Passage given →
○ ○ ○ ○
Package 'TSVC'

Title: Tree-Structured Modelling of Varying Coefficients
Description: Fitting tree-structured varying coefficient models (Berger et al. (2019), <doi:10.1007/s11222-018-9804-8>). Simultaneous detection of covariates with varying coefficients and effect modifiers that induce varying coefficients if they are present.
Authors: Moritz Berger
Maintainer: Moritz Berger <[email protected]>
License: GPL-2
Version: 1.5.3
Built: 2024-11-10 04:14:53 UTC
Source: https://github.com/cran/TSVC

Help Index


Plotting of Varying Coefficient Trees

Description

Visualization of trees of effects of covariates that vary with the values of one or several effect modifiers.

Usage

## S3 method for class 'TSVC'
plot(
  x,
  variable,
  cex.lines = 2,
  cex.branches = 1,
  cex.coefs = 1,
  cex.main = 1,
  title = NULL,
  ...
)

Arguments

x

object of class TSVC.

variable

name of the variable, for which the tree shall be plotted.

cex.lines

width of branches of the tree.

cex.branches

size of the labels of the tree.

cex.coefs

size of the coefficients in the terminal nodes of the tree.

cex.main

size of the title of the tree.

title

optional title, which is addded to the tree; if title=NULL the title is the name of the variable in the data.

...

further arguments passed to or from other methods.

Author(s)

Moritz Berger <[email protected]>
https://www.imbie.uni-bonn.de/people/dr-moritz-berger/

References

Berger, M., G. Tutz and M. Schmid (2019). Tree-Structured Modelling of Varying Coefficients. Statistics and Computing 29, 217-229, https://doi.org/10.1007/s11222-018-9804-8.

See Also

TSVC, predict.TSVC, summary.TSVC

Examples

# Swiss Labour Market 
library(AER)
data("SwissLabor")

# recode factors 
sl <- SwissLabor
sl$participation <- as.numeric(sl$participation)-1
sl$foreign       <- as.numeric(sl$foreign)-1

## Not run: 
fit1 <- TSVC(participation~income+age, data=sl, family=binomial(link="logit"), 
             nperm=1000, trace=TRUE)
○ ○ ○ ○
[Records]
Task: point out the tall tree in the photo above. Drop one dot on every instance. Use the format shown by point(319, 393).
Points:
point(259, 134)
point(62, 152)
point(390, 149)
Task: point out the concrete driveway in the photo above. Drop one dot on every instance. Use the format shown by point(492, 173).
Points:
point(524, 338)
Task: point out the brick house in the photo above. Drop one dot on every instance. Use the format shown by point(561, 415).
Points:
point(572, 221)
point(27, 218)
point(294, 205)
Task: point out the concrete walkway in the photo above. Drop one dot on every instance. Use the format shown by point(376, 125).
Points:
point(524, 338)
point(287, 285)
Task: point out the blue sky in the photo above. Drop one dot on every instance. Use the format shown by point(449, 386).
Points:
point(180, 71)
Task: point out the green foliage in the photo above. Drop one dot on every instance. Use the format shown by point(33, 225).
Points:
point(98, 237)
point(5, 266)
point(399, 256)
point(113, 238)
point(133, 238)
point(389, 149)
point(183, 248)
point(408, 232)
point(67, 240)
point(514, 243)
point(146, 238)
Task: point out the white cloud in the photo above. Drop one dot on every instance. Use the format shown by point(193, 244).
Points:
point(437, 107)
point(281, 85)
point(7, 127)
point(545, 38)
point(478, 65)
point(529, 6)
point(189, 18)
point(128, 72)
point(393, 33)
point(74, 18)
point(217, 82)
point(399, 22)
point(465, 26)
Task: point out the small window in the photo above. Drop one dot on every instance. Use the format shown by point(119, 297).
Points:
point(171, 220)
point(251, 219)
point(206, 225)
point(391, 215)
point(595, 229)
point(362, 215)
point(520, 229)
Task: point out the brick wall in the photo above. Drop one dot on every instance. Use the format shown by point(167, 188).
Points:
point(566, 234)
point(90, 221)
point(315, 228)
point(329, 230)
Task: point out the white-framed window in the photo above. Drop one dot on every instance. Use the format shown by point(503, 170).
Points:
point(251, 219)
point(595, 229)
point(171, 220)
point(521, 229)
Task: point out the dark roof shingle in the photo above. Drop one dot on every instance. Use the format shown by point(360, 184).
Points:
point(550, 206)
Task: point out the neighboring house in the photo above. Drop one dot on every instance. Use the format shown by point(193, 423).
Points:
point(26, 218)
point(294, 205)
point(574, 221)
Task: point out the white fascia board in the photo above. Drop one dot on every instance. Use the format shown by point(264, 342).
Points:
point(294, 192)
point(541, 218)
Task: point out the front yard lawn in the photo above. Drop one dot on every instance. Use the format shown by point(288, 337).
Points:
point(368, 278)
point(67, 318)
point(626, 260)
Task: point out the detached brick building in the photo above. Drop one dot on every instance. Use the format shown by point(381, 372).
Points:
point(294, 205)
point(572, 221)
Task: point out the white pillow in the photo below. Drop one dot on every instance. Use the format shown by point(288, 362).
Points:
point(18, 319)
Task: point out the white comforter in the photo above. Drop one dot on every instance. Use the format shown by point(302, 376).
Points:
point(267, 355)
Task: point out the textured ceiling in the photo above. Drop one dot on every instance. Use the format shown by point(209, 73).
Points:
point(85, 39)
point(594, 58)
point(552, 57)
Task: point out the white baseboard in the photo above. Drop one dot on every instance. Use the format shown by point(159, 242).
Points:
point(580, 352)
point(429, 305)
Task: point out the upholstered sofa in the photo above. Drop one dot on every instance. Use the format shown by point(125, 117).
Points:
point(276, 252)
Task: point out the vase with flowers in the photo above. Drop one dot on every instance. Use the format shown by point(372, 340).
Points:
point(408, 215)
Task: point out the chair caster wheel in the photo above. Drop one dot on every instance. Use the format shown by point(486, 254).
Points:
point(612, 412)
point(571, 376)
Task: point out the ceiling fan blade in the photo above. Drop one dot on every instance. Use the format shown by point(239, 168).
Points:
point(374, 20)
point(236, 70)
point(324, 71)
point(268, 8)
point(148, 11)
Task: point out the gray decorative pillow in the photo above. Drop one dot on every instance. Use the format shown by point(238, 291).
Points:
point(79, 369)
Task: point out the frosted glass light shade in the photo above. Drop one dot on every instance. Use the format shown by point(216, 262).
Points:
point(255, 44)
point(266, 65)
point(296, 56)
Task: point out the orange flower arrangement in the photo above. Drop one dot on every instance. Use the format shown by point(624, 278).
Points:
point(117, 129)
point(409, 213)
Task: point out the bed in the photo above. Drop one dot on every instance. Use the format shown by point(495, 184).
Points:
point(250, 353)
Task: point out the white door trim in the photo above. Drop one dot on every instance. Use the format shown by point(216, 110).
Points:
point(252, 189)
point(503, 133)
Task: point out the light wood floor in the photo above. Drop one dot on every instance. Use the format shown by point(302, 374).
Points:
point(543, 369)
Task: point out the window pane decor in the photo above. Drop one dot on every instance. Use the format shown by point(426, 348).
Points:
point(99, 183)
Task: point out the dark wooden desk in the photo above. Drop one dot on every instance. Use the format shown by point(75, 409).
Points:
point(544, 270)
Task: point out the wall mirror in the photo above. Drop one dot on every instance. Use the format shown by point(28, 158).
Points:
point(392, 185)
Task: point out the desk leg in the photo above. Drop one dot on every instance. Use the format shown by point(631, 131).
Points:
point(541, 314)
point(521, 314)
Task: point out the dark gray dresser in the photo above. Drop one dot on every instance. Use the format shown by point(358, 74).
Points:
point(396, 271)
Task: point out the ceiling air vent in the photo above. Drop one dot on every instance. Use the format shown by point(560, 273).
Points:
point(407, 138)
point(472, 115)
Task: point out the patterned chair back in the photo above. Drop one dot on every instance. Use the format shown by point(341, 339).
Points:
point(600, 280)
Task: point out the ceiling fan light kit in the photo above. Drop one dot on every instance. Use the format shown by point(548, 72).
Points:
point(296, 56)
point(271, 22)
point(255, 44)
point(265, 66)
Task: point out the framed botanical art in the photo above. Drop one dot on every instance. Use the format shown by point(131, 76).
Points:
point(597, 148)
○ ○ ○ ○
Tasks →
1. From the TSVC documentation page, list every argument of the plot method whose name begins with "cex".
2. Answer these questions using the TSVC documentation page.
(a) Under which license is the package released?
(b) What is the default value of cex.lines?
(c) In which journal did the 2019 reference appear?
3. Resume the TSVC documentation page after its last line of example code.

Exercise responses →
1. cex.lines, cex.branches, cex.coefs, cex.main

2.
(a) GPL-2
(b) 2
(c) Statistics and Computing

3.
plot(fit1, "income")

## End(Not run)

Prediction from Varying Coefficient Trees

Description

Obtains predictions from a fitted TSVC object.

Usage

## S3 method for class 'TSVC'
predict(object, X_new = NULL, ...)

Arguments

object

a fitted object of class TSVC.

X_new

optionally, data frame of class data.frame which contains the variables with which to predict. If NULL, the fitted linear predictors are use.

...

further arguments passed to predict.glm.

Details

predict.TSVC is a wrapper function of predict.glm, which obtains predictions for objects of class glm. Further arguments can be passed to predict.glm via the '...'-argument.

Author(s)

Moritz Berger <[email protected]>
https://www.imbie.uni-bonn.de/people/dr-moritz-berger/

References

Berger, M., G. Tutz and M. Schmid (2019). Tree-Structured Modelling of Varying Coefficients. Statistics and Computing 29, 217-229, https://doi.org/10.1007/s11222-018-9804-8.

See Also

TSVC, plot.TSVC, summary.TSVC

Examples

# Swiss Labour Market 
library(AER)
data("SwissLabor")

# recode factors
sl <- SwissLabor
sl$participation <- as.numeric(sl$participation)-1
sl$foreign       <- as.numeric(sl$foreign)-1

X_new <- data.frame("income"=c(10,12), "age"=c(4.5,5.8))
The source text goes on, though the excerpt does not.